> [Task instructions]: Rewrite everything from the start of the items down to and including the line containing "top-left (0, 0), bottom-right (500, 332)" as a two-column CSV with the headers instruction and boxes, one row per item. Put each item's text and its answer in one quoted field apiece, with line breaks replaced by spaces.

> [Information provided]:
┌──

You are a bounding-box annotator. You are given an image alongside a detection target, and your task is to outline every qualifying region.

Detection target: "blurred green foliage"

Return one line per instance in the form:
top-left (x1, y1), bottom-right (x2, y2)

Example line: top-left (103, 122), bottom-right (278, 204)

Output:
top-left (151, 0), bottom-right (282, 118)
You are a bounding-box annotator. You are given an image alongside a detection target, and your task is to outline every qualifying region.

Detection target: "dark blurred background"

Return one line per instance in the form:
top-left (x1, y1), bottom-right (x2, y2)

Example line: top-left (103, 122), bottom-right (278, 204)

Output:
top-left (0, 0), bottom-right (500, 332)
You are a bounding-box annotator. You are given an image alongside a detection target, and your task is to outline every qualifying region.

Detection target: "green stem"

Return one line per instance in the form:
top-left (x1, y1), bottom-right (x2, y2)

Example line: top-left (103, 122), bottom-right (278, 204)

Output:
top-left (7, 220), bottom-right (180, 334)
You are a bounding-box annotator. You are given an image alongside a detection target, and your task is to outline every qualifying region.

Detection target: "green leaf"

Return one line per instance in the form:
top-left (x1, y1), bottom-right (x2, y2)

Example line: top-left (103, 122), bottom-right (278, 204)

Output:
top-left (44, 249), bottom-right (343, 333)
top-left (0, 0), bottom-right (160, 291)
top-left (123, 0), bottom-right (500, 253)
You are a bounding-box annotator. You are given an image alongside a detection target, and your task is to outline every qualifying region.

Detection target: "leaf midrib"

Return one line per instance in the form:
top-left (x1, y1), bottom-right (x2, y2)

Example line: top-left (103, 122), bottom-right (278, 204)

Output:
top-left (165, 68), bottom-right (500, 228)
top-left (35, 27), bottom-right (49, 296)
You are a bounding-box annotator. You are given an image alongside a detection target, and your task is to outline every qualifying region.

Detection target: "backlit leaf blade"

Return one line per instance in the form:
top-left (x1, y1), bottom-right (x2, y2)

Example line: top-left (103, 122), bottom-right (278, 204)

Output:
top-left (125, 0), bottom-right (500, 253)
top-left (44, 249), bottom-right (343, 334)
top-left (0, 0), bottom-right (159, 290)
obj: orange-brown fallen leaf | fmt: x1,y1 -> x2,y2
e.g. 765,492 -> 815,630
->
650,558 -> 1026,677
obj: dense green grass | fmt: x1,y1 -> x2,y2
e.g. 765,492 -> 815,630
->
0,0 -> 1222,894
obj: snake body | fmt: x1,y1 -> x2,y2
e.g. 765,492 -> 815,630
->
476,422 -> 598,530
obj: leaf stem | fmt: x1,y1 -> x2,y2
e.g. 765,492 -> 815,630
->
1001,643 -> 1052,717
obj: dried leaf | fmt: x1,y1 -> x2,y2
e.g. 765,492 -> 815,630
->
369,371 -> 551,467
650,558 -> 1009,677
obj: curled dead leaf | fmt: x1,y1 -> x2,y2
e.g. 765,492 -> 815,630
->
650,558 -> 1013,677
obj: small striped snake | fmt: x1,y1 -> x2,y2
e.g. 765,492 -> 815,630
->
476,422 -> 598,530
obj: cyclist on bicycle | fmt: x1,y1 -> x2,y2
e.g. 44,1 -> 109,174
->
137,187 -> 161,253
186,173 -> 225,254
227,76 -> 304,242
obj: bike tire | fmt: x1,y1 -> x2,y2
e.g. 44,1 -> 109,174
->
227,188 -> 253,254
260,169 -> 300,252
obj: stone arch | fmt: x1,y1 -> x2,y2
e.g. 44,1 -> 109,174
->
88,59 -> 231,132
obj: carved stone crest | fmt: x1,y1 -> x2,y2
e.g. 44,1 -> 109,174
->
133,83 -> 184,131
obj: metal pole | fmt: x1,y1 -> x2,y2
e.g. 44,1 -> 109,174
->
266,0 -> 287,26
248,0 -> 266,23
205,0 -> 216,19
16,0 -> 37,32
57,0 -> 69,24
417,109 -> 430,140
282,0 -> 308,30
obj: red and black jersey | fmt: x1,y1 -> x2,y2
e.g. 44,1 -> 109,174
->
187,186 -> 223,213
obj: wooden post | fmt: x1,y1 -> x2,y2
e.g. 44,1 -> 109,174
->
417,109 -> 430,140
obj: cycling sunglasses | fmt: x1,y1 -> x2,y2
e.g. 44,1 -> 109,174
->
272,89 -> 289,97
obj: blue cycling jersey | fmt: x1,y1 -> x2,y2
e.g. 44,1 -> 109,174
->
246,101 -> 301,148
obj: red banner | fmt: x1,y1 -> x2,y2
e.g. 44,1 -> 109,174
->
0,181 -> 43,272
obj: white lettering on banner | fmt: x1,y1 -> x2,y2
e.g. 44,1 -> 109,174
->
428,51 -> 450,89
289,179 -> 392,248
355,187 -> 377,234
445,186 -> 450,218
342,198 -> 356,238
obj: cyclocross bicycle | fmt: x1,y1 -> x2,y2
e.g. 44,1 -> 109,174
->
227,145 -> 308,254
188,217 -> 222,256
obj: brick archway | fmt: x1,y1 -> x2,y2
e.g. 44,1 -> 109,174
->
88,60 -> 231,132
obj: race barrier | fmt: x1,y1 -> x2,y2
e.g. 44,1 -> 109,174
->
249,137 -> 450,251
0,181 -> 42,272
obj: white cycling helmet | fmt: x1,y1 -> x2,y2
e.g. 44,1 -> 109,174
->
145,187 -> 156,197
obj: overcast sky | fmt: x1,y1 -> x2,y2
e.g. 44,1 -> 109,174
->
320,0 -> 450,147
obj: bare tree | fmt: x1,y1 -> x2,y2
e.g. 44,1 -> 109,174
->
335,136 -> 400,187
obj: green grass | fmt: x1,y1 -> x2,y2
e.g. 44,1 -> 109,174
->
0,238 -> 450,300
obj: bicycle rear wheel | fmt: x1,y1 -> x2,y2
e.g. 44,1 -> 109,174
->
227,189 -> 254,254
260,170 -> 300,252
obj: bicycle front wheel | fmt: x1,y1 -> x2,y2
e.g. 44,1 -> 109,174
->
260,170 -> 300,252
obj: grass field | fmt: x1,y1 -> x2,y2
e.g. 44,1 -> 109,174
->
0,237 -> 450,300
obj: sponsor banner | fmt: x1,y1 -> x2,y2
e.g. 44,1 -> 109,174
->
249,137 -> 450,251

└──

> [Full response]:
instruction,boxes
"You are a bounding-box annotator. You are given an image alongside a detection target, and your task is to outline every qualifying region. Detection target: ""blurred green foliage"" Return one line per instance in the form: top-left (x1, y1), bottom-right (x2, y2) Example line: top-left (103, 122), bottom-right (278, 204) Output:","top-left (151, 0), bottom-right (282, 118)"
"You are a bounding-box annotator. You are given an image alongside a detection target, and your task is to outline every qualifying region. Detection target: ""dark blurred background"" Return one line per instance in the form: top-left (x1, y1), bottom-right (x2, y2) Example line: top-left (103, 122), bottom-right (278, 204) Output:","top-left (0, 0), bottom-right (500, 332)"